* _INSTRUCTION_: In the data, scale the lines between the line holding "table in the histology slide image provided." and the line holding "[335,493,369,596]", inclusive, by writing all of them out again with each coordinate in the bracketed answers multiplied by 2.6 and rounded to a whole number, halves rounding up. Copy the lines without coordinates unchanged, and give only these lines.

(Region labeling records)
-- start --
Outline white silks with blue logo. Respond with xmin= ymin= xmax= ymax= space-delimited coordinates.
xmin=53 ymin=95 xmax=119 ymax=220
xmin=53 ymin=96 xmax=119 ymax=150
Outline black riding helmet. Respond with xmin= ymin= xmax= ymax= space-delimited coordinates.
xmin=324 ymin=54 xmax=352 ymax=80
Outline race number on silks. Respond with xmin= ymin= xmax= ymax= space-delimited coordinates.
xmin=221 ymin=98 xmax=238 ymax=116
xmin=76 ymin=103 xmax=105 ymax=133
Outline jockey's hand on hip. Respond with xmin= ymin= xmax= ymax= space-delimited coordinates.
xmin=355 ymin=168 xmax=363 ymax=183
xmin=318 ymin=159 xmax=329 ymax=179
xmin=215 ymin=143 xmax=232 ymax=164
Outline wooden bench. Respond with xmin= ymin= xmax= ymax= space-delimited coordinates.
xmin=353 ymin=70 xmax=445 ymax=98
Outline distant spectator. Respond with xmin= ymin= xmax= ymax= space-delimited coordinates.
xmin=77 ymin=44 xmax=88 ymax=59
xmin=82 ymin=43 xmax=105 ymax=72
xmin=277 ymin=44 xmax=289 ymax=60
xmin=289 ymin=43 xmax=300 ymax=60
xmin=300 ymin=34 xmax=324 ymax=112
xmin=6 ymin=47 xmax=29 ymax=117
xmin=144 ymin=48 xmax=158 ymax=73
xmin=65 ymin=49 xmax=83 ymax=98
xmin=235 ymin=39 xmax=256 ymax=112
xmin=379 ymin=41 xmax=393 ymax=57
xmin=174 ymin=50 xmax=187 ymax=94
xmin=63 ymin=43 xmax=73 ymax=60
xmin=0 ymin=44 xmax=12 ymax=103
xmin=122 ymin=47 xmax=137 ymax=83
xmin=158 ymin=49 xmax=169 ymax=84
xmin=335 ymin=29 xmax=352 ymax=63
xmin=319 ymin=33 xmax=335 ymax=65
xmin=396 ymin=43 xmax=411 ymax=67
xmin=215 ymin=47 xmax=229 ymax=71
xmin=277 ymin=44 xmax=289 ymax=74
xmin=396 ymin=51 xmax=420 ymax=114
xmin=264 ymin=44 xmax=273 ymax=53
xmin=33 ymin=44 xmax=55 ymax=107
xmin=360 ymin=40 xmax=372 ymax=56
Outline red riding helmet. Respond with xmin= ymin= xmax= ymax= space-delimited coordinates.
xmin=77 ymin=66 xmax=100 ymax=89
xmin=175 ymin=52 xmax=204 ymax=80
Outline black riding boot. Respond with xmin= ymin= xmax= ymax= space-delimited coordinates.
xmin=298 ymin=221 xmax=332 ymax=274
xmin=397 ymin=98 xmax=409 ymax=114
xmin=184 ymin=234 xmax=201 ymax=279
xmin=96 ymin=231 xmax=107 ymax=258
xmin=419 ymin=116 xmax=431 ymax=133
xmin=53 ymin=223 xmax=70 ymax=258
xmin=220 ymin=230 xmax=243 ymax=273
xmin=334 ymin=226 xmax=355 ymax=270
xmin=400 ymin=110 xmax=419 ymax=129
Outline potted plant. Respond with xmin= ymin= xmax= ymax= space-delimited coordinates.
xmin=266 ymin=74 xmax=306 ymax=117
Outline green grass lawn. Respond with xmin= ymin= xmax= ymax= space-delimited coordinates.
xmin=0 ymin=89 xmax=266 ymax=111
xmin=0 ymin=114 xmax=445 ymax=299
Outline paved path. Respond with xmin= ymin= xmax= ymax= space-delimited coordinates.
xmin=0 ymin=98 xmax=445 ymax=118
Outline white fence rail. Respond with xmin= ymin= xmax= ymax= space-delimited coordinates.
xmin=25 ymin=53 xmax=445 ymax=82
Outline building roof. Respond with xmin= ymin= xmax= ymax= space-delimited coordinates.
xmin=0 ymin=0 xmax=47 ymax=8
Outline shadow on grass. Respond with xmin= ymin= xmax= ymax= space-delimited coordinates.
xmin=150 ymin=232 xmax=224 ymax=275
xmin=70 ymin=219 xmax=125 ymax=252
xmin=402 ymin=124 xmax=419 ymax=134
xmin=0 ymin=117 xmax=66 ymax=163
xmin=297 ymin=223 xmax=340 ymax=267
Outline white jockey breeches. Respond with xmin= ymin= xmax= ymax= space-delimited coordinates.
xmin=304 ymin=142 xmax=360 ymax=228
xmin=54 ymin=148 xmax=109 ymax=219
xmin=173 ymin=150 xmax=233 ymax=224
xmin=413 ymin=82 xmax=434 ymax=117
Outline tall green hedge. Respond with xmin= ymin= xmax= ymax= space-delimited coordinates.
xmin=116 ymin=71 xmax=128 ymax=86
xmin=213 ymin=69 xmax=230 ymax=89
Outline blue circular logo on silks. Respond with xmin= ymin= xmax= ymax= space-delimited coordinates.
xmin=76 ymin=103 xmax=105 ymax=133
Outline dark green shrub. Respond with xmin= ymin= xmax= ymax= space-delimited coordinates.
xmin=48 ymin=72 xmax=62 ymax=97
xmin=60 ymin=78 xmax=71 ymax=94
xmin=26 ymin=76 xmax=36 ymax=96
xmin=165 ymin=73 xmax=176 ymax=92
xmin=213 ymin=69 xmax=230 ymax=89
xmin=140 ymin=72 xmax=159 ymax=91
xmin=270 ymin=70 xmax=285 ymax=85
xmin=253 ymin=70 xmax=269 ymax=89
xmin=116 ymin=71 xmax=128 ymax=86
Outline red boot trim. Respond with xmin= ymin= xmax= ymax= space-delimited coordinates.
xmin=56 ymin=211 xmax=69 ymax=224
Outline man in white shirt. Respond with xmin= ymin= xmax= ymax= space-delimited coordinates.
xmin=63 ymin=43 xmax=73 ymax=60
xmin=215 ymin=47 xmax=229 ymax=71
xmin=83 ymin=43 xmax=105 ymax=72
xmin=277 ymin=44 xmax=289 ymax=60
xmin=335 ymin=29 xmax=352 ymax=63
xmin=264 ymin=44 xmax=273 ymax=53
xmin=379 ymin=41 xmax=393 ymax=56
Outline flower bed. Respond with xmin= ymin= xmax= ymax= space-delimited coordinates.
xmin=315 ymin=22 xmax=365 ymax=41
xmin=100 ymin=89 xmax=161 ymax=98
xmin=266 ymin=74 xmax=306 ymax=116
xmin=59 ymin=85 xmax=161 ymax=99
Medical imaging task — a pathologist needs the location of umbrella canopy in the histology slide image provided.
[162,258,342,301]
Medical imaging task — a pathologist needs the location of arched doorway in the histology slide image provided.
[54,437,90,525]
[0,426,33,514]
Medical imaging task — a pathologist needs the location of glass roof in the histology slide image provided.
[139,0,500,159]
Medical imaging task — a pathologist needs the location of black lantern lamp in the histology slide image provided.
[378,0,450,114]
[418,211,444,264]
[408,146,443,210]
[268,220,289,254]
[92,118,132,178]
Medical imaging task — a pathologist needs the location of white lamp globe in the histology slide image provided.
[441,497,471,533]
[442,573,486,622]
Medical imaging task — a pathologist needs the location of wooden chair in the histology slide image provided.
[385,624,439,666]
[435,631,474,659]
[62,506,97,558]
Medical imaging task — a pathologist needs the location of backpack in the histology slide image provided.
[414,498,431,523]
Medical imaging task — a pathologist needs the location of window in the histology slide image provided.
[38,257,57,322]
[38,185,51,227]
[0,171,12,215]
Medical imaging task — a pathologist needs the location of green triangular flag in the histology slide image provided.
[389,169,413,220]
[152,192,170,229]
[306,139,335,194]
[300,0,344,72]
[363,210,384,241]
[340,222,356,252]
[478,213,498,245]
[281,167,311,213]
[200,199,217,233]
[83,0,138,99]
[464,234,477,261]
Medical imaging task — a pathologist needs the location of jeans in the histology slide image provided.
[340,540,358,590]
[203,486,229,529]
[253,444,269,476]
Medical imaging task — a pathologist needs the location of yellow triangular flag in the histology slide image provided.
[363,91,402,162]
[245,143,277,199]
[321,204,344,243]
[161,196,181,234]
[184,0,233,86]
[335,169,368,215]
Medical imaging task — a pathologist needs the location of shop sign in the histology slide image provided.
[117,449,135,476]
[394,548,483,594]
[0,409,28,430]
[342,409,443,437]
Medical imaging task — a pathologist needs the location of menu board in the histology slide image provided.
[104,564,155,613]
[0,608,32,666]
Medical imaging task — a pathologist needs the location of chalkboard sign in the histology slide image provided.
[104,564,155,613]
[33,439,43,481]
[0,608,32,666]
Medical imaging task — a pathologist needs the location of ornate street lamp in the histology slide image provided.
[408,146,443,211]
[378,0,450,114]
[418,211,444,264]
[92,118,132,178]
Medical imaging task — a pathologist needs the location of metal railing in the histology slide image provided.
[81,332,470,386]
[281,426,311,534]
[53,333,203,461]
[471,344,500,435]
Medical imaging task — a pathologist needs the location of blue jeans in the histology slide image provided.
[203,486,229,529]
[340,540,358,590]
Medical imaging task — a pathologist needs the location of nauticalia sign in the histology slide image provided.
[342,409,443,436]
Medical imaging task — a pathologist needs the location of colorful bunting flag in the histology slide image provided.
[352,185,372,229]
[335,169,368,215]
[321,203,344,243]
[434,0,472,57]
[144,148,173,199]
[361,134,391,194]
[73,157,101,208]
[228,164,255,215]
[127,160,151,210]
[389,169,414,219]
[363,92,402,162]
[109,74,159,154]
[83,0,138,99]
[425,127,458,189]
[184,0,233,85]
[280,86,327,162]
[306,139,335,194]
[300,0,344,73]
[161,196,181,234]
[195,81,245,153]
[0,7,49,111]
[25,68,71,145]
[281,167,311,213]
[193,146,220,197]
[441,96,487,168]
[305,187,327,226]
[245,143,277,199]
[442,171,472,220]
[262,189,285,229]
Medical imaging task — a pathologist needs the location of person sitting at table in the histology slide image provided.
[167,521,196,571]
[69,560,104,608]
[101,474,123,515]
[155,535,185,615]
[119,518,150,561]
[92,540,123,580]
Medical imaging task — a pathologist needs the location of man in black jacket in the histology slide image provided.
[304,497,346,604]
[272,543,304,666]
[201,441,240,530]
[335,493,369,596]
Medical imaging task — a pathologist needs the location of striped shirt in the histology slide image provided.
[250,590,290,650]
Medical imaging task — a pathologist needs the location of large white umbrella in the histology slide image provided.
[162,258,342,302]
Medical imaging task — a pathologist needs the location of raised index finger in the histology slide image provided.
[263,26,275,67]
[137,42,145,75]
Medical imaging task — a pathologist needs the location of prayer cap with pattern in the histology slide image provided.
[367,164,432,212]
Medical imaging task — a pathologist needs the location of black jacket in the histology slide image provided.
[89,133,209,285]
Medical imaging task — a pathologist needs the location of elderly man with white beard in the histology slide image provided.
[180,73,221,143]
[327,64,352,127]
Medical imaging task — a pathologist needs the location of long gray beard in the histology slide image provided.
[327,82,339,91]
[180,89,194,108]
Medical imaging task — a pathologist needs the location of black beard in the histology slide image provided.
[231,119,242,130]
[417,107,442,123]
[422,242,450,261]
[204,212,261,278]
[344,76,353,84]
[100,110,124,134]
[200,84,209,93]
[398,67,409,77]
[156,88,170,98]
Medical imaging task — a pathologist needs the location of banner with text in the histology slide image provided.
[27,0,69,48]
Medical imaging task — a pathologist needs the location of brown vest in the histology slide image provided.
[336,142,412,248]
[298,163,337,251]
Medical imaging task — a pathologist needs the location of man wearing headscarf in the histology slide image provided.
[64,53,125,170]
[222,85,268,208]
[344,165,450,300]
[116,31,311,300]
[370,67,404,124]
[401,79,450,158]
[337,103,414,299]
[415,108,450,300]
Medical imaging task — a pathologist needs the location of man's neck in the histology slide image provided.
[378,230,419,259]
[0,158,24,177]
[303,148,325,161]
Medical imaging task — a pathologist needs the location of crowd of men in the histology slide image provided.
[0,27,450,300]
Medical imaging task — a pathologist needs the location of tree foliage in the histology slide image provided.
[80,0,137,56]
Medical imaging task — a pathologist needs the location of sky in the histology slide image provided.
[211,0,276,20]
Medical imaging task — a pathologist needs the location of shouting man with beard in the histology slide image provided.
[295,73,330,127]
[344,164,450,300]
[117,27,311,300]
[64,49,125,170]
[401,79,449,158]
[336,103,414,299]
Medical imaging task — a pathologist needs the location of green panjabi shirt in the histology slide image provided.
-- end --
* _RESULT OF THE EXERCISE_:
Medical imaging task — a pathologist needs the location of person sitting at table in the histology slide image provided.
[434,1355,510,1485]
[179,1456,270,1581]
[263,1232,320,1339]
[403,1391,481,1599]
[309,1347,390,1459]
[239,1404,320,1508]
Medical imaging task — a pathologist needs the location of man in black jacket in the histology slide image provided.
[790,1292,900,1570]
[707,1412,790,1732]
[523,1147,624,1378]
[871,1282,959,1550]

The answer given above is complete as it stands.